Chor Sipahee is a 1977 Bollywood drama film directed by Prayag Raj. Shashi Kapoor, Vinod Khanna, Shabana Azmi and Parveen Babi played the lead roles in the film.

Writing Credits (in alphabetical order)

Plot
Reformist Bombay Police Inspector Shankar Kumar would like to try a new approach to tackle crime - make new leaves of criminals by making them change their ways. He tries this on Raja Khanna alias Raja Dada, but in vain. When he becomes acquainted with his family, which consists of unmarried sister, Bharti, and an elderly and ailing mother, he decides that he must do something more to help Raja. Before he could think of anything, Raja is arrested for the murder of a police informer named Bichoo. Shankar destroys the evidence that links Raja to this murder, thus losing his job, facing criminal charges himself, and getting a jail sentence. When he comes out of jail, it is no longer the same Shankar - but one who is ready to join Raja as his criminal partner. But Raja is not the same petty criminal anymore - he has joined forces with international gangs of smugglers and may not quite be receptive to Shankar's request to join his gang. Shankar will now have to prove himself worthy of joining this.

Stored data
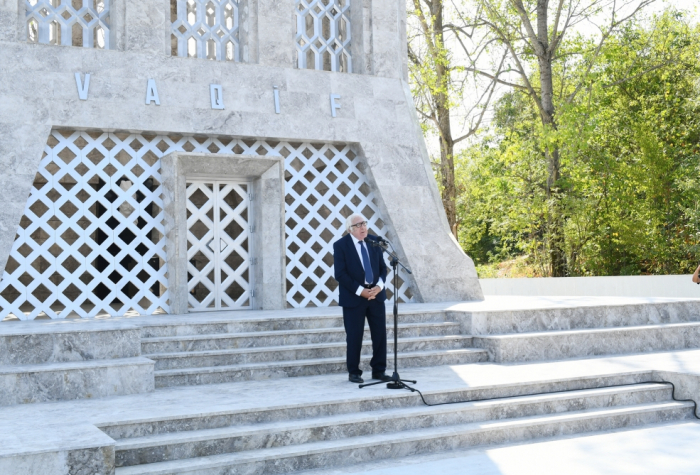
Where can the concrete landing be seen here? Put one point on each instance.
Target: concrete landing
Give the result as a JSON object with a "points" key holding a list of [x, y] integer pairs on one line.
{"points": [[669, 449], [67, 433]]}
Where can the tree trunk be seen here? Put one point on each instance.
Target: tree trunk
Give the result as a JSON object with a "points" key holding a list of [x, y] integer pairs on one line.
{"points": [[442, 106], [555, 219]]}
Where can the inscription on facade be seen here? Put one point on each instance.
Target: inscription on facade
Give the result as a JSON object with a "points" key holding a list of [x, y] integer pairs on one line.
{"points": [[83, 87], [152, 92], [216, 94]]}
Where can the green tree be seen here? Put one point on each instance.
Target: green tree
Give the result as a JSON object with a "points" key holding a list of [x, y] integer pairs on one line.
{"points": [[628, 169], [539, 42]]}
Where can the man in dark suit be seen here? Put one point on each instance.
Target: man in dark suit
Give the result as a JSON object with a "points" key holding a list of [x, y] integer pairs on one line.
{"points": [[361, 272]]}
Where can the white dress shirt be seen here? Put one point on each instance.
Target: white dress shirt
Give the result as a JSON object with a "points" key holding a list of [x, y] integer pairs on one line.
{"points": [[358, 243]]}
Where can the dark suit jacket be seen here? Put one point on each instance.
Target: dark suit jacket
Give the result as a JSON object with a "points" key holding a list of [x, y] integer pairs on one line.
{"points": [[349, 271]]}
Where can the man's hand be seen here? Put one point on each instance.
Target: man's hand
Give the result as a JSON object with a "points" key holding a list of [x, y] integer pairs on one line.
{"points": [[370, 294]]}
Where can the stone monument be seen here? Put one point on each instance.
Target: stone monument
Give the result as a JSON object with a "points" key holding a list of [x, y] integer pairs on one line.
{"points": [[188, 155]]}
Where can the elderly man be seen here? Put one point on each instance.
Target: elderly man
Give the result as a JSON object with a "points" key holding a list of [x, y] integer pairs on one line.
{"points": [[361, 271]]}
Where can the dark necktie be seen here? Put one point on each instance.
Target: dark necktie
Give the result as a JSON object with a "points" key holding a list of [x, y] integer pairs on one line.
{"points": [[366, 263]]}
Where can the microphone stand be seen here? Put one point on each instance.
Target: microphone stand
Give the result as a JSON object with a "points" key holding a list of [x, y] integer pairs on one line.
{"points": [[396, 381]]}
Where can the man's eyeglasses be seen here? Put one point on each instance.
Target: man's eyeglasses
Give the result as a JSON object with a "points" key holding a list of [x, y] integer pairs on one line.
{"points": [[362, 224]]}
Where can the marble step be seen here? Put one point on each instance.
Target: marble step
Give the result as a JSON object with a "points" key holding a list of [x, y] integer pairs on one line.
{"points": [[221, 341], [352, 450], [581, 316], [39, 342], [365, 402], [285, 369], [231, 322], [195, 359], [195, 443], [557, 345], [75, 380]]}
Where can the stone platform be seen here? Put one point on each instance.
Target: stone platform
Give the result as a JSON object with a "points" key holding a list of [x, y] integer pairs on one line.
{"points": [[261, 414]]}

...

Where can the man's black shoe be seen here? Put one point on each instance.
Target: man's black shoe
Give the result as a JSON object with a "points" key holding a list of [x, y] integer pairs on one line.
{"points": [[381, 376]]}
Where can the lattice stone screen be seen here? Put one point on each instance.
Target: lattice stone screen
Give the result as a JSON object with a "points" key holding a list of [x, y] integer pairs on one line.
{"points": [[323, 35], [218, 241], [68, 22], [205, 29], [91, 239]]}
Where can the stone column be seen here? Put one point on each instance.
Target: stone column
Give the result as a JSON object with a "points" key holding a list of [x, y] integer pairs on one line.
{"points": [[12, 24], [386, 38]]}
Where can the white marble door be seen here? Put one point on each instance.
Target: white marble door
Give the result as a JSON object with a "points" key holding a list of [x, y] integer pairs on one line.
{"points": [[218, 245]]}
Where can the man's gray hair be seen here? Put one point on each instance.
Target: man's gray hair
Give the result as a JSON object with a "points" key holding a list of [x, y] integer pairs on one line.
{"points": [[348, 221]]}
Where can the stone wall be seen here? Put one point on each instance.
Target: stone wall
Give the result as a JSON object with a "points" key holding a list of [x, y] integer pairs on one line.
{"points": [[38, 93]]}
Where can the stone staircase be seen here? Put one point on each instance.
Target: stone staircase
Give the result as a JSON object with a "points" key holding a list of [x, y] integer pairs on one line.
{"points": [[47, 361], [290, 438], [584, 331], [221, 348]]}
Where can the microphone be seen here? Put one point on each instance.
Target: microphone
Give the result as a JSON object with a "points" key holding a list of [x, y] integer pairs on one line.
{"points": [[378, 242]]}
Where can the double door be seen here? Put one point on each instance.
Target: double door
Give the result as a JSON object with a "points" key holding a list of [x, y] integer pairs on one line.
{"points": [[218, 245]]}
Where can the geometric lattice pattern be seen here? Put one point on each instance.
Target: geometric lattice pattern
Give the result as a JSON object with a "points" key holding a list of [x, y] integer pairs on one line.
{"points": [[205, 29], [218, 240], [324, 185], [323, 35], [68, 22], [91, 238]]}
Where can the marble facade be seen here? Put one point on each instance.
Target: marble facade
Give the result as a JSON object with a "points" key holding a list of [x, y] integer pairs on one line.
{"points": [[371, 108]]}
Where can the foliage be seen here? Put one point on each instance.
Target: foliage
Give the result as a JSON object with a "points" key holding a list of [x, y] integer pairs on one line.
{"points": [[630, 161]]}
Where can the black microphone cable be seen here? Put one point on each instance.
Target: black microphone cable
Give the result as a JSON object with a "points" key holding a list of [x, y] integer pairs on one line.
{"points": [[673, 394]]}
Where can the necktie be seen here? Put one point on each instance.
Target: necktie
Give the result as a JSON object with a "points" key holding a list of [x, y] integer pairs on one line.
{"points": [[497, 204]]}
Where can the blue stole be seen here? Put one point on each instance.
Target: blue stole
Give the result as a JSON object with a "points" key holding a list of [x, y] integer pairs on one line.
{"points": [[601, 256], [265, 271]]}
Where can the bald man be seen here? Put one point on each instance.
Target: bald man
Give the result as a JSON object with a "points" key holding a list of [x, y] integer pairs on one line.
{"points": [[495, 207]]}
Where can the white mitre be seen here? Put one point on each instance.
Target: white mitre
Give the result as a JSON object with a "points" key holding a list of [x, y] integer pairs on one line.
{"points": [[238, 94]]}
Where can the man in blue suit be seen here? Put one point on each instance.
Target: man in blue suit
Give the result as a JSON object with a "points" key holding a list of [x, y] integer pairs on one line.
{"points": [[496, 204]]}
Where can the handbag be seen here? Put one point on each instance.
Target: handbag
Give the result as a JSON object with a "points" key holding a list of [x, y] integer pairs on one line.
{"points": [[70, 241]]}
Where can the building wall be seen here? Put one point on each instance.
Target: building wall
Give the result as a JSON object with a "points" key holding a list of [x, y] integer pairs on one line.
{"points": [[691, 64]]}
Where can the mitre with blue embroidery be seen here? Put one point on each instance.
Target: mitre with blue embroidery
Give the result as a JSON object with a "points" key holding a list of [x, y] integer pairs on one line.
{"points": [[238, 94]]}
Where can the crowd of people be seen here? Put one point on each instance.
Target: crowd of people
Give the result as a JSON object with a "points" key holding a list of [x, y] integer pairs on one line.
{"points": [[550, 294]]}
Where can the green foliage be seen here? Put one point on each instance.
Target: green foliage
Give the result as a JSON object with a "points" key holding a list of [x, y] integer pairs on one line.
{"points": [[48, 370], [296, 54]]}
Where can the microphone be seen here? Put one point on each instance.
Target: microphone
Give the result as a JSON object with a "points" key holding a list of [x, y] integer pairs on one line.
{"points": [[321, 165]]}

▶ **TO DO**
Answer these questions from the Chor Sipahee text.
(a) Who directed the film, and in what year was it released?
(b) Who is the police informer whose murder leads to Raja's arrest?
(c) Who makes up Raja's family?

▶ **PROBLEM SOLUTION**
(a) Prayag Raj directed the film, which was released in 1977.
(b) The informer is named Bichoo.
(c) Raja's family consists of his unmarried sister, Bharti, and his elderly, ailing mother.